__Page__

MQTT producers need to connect to a broker to publish their data, and in our case we’re going to use the open source Eclipse Mosquitto broker ( https://mosquitto.org/ ).

In order to pull from our acquisition layer brokers into our aggregation layer of MongoDB, we’re going to need some kind of gateway, which will subscribe to the relevant topics on our broker, get new messages, reformat them and then write them into the MongoDB replica set on the backend. Again I’ve implemented this as a Python based service, using paho-mqtt and the pymongo ( https://api.mongodb.com/python/current/ ) library.

Let’s take a look at those elements in more detail, starting with the emulated devices. The code for this is very simple :

#!/usr/bin/env python
"""
MQTT generator
"""

import random
import time
import uuid
import json
from argparse import ArgumentParser
import paho.mqtt.client as mqtt
parser = ArgumentParser()
parser.add_argument("-b", "--broker", dest="broker_address",
required=True, help="MQTT broker address")
parser.add_argument("-p", "--port", dest="broker_port", default=1883, help="MQTT broker port")
parser.add_argument("-r", "--rate", dest="sample_rate", default=5, help="Sample rate")
parser.add_argument("-q", "--qos", dest="qos", default=0, help="MQTT QOS")
args = parser.parse_args()

uuid = str(uuid.uuid4())
topic = "device/%s" % uuid
mqttc = mqtt.Client(uuid, False)
mqttc.connect(args.broker_address, args.broker_port)
while True:
rand = random.randint(20,30)
msg = {
'uuid': uuid,
'value': rand
}
mqttc.publish(topic, payload=json.dumps(msg), qos=args.qos)
time.sleep(float(args.sample_rate))
mqttc.loop_forever()

As we can see, our device takes a few different arguments. Firstly the address and port of the MQTT broker to connect to, the rate at which we want to generate values, and a currently unused QOS setting. QOS ( Quality of Service ) is part of the MQTT standard, and you can learn more about this in the Mosquitto docs ( https://mosquitto.org/man/mqtt-7.html )

__Listed entries__

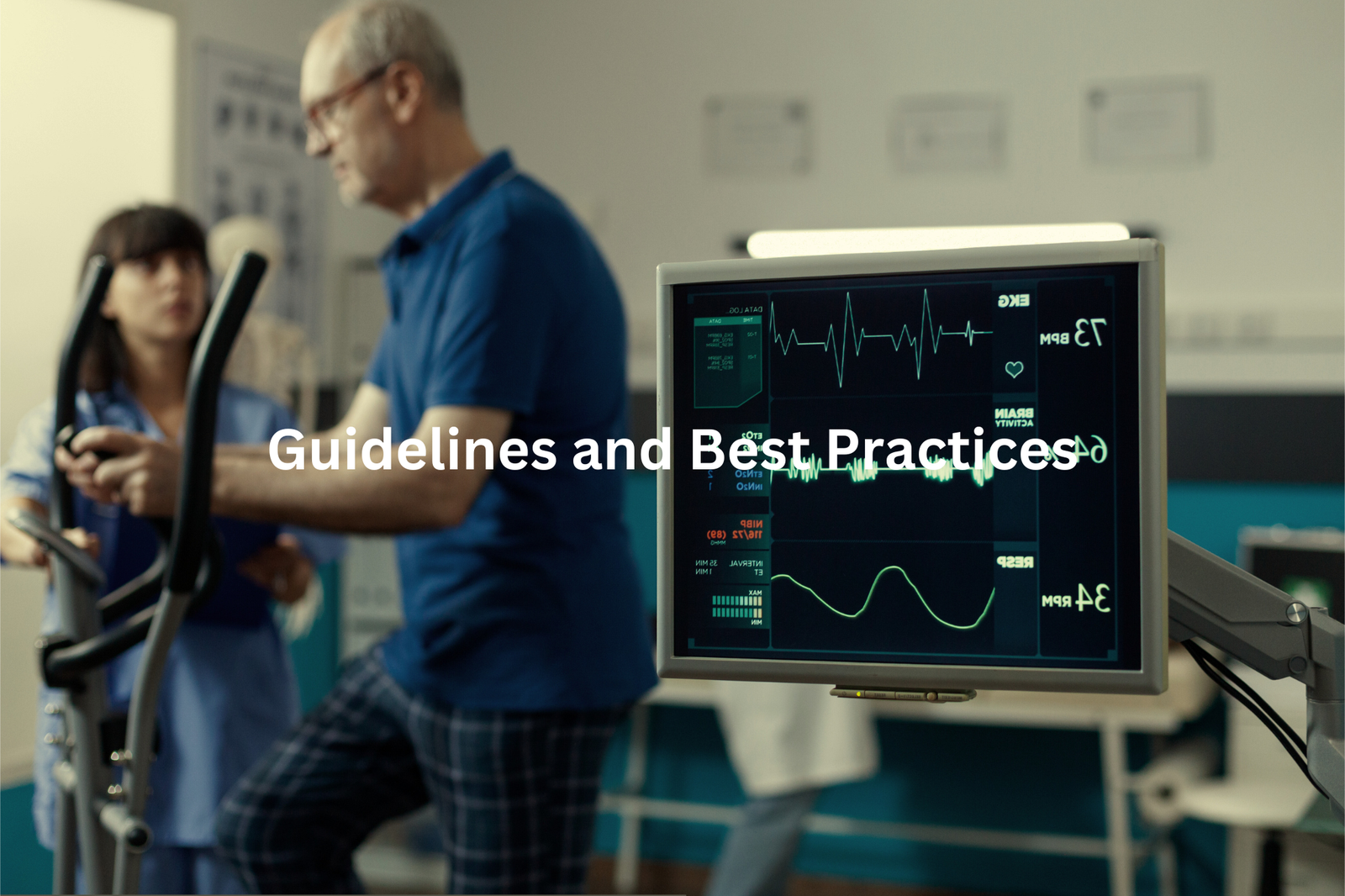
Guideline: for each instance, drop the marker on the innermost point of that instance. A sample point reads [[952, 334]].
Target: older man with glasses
[[525, 638]]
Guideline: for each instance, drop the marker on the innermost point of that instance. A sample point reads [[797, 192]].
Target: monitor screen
[[916, 470]]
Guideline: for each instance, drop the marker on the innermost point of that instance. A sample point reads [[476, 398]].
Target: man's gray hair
[[385, 31]]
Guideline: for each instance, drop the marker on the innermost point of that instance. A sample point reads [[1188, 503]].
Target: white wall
[[603, 100], [87, 101]]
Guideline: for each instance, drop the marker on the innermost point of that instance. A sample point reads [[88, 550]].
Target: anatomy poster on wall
[[251, 161]]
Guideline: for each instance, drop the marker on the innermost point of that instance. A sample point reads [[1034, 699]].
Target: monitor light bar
[[778, 244]]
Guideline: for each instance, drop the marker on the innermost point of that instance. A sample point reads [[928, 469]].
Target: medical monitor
[[925, 470]]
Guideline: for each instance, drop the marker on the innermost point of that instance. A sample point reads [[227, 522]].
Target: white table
[[1113, 716]]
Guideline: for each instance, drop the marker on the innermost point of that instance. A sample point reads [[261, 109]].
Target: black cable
[[1270, 710], [1200, 656]]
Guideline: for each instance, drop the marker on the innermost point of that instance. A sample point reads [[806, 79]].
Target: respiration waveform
[[874, 587], [813, 470], [849, 334]]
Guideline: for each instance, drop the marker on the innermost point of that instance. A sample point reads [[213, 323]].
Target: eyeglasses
[[322, 113]]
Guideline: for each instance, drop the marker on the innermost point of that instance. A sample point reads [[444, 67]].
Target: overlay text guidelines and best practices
[[844, 447]]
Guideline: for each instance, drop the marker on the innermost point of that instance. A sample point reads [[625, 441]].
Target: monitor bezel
[[1152, 676]]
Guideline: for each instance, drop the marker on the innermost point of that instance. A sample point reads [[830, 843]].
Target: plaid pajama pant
[[515, 791]]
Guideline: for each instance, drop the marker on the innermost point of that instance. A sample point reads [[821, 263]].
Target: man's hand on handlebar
[[22, 549], [143, 475]]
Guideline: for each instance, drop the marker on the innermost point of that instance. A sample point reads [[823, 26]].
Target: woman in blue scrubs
[[229, 689]]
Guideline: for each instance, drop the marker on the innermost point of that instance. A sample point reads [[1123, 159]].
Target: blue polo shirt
[[499, 299]]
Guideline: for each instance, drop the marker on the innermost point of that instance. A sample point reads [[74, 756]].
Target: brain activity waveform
[[851, 335], [874, 587], [813, 470]]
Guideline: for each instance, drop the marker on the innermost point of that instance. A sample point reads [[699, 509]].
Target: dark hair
[[129, 235]]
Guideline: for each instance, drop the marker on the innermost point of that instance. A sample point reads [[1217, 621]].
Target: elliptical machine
[[100, 821]]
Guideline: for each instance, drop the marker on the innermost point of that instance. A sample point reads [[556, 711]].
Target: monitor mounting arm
[[1271, 633]]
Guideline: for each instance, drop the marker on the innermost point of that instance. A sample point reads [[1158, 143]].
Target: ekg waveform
[[874, 587], [813, 470], [856, 336]]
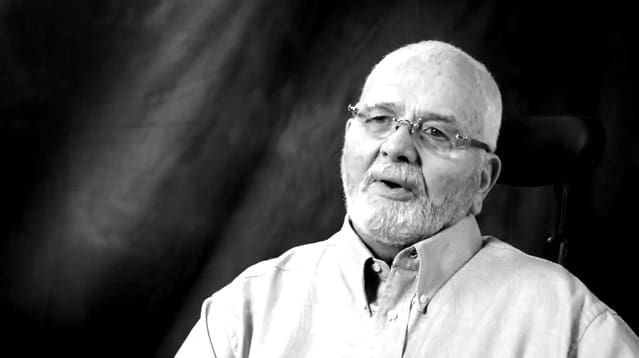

__Tasks__
(a) Answer these from the MQTT page:
(i) Which broker is used for the MQTT producers to publish their data?
(ii) Which two Python libraries does the gateway service use?
(iii) What is the default port set for the broker in the device code?
(b) Turn the paragraph on the MQTT page that begins "As we can see, our device takes" into a short list that keeps its main facts.

__Answers in order__
(a)
(i) The open source Eclipse Mosquitto broker.
(ii) paho-mqtt and pymongo.
(iii) 1883.

(b)
The device takes these arguments:
- The address and port of the MQTT broker to connect to
- The rate at which values are generated
- A QOS setting, which is currently unused

QOS (Quality of Service) is part of the MQTT standard and is covered in the Mosquitto docs.